(Location annotation dataset excerpts)
------------------------------
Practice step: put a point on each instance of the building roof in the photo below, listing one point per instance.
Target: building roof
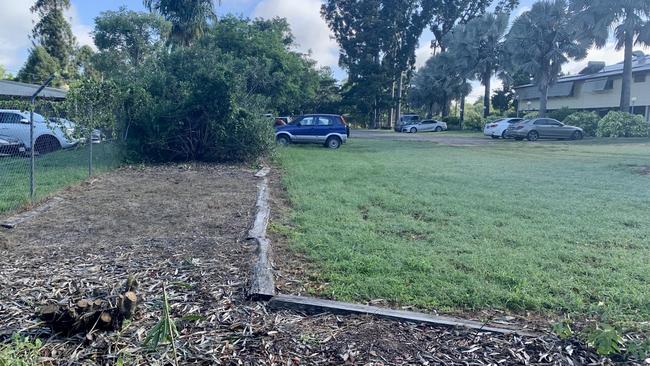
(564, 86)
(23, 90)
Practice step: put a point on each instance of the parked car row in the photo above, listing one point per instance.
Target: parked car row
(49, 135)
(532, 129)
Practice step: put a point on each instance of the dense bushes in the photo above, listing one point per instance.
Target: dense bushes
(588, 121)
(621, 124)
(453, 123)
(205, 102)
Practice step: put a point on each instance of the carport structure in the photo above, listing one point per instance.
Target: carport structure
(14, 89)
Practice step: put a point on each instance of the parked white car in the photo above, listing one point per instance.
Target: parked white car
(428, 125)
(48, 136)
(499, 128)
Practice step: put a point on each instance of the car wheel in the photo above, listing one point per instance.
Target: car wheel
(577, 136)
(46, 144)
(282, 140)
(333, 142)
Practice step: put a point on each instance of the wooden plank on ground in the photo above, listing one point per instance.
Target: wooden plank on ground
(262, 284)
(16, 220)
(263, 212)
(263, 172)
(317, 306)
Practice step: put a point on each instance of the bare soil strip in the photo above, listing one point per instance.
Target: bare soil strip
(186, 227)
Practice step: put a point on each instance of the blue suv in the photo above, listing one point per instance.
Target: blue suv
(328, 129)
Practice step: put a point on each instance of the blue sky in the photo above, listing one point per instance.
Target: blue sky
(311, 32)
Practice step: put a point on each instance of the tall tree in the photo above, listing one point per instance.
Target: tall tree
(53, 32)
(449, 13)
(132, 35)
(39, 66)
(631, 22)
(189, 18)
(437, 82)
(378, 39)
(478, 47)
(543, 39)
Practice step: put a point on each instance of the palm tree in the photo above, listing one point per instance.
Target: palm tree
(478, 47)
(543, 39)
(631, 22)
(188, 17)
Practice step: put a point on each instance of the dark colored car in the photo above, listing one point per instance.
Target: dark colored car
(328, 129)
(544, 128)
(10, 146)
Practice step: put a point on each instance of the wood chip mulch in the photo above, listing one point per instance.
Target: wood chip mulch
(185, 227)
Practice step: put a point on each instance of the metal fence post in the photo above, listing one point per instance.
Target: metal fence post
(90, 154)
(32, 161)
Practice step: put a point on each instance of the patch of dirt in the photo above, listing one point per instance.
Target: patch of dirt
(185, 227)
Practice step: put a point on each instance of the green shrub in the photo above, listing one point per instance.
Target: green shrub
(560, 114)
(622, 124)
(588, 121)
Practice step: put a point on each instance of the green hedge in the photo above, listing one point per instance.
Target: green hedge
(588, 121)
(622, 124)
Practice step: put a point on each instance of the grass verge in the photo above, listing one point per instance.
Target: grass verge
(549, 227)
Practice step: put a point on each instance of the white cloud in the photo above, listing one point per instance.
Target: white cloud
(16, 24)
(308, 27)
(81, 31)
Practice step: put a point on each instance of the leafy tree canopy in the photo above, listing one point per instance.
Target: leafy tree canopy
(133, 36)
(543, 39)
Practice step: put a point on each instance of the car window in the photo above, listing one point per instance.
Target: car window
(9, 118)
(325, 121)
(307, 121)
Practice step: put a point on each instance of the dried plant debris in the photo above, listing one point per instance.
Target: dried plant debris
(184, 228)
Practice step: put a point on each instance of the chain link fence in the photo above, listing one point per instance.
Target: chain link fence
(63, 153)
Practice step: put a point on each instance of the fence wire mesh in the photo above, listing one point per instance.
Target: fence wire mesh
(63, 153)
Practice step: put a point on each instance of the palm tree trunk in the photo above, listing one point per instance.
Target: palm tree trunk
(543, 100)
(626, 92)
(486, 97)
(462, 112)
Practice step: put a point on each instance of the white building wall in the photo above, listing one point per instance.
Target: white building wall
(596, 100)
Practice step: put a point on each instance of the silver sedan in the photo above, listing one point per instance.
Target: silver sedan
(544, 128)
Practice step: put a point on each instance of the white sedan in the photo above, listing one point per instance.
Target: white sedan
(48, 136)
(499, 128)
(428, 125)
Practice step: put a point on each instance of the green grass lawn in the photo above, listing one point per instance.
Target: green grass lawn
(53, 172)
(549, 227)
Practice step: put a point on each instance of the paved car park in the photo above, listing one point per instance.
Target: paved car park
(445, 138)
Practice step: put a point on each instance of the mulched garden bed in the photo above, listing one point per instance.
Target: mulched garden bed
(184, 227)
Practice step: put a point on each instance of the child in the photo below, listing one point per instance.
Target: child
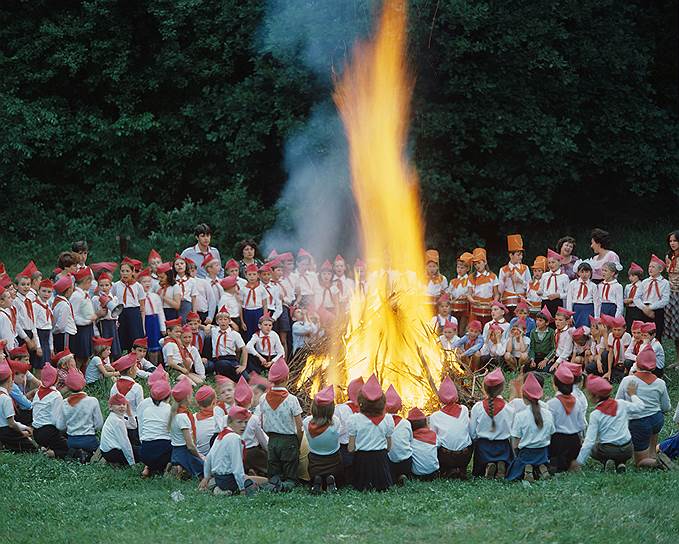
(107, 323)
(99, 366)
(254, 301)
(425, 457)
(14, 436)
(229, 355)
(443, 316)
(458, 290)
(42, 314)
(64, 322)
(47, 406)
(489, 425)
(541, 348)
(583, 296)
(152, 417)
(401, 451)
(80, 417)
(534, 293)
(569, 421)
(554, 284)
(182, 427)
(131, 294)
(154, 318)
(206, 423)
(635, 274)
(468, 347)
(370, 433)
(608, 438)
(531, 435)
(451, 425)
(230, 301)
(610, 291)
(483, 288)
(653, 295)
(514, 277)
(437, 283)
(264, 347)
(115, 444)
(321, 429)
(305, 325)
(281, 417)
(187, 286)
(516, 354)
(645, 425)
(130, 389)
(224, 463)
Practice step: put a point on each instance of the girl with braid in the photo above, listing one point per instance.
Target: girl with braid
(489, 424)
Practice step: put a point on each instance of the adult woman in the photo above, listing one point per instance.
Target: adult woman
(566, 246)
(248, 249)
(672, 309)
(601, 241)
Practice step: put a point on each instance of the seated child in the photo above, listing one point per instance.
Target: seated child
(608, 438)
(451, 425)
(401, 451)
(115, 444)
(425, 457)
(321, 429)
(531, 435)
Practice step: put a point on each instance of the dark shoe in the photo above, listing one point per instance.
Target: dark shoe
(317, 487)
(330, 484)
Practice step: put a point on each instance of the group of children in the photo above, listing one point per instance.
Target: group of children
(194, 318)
------------------------------
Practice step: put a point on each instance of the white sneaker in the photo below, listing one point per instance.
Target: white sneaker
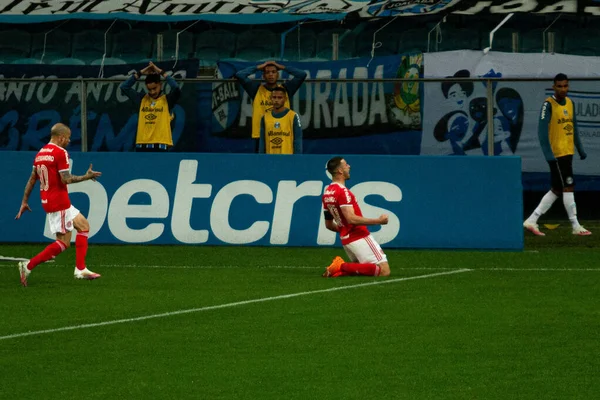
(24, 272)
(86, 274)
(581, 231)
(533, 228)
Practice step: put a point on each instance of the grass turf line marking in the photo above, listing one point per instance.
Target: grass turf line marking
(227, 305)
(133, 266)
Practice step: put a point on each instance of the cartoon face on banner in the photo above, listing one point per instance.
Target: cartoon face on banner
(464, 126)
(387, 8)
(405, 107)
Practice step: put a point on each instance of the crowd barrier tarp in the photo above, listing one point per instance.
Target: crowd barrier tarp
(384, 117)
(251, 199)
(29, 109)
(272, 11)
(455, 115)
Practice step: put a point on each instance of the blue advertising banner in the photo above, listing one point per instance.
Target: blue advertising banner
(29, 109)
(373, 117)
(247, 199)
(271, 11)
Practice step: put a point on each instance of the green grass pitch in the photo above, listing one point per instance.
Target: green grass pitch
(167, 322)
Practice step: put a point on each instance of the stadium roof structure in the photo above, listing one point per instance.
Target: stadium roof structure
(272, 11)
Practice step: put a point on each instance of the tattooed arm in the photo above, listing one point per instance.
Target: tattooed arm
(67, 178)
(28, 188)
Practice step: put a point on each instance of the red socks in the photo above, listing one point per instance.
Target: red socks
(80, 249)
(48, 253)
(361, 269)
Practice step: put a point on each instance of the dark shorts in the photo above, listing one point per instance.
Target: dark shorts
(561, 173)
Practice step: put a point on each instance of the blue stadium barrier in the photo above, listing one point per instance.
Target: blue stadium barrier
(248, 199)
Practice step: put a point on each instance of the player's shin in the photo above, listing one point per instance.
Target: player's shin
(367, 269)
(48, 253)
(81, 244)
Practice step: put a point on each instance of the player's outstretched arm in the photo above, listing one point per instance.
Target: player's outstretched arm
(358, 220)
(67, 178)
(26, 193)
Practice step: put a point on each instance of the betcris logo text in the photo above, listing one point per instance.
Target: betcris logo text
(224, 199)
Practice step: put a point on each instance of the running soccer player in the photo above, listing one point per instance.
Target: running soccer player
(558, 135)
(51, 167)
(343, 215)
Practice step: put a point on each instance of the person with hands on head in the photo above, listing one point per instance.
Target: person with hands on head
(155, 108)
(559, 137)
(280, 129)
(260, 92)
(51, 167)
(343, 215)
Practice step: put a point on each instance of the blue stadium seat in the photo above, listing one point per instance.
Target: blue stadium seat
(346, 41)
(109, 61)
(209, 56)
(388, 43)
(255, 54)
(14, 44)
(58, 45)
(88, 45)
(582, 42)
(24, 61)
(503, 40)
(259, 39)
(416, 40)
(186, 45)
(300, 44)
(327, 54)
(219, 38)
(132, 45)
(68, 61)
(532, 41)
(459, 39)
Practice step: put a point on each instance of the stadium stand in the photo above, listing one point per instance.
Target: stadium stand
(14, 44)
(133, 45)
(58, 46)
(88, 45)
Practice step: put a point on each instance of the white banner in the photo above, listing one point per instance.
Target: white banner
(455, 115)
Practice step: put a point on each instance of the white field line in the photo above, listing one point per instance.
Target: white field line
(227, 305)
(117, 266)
------------------------------
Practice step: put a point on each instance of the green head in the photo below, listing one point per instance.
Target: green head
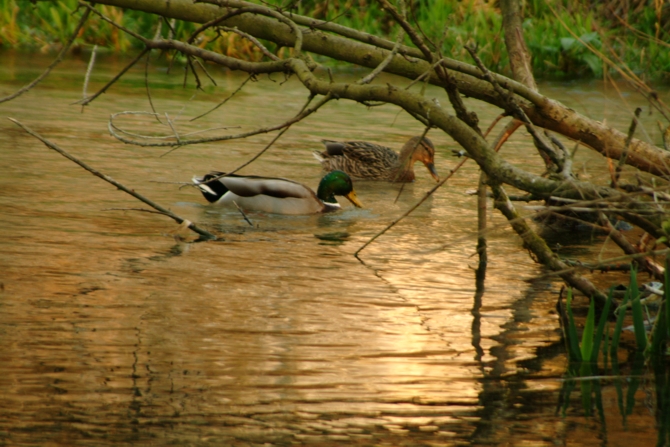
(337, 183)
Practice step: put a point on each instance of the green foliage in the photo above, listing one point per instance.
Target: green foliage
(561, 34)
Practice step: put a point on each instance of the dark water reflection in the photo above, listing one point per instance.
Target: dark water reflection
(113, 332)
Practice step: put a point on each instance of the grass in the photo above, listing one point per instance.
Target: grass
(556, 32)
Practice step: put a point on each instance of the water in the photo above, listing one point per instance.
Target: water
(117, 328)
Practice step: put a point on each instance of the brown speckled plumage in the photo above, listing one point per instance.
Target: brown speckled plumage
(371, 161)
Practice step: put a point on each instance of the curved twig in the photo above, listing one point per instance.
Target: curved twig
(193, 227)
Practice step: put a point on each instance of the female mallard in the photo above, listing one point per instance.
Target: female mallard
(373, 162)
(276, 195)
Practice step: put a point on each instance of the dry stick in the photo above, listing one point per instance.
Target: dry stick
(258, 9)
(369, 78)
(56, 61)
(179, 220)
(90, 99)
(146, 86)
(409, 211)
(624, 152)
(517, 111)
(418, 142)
------------------------------
(Exercise objective)
Filter the material above down to the lines that contain the string "shoe", copying each one in full. Treat case as significant.

(Exercise solution)
Practice step: put a point on each instance of the dark shoe in the photo above, listing one point per instance.
Target: dark shoe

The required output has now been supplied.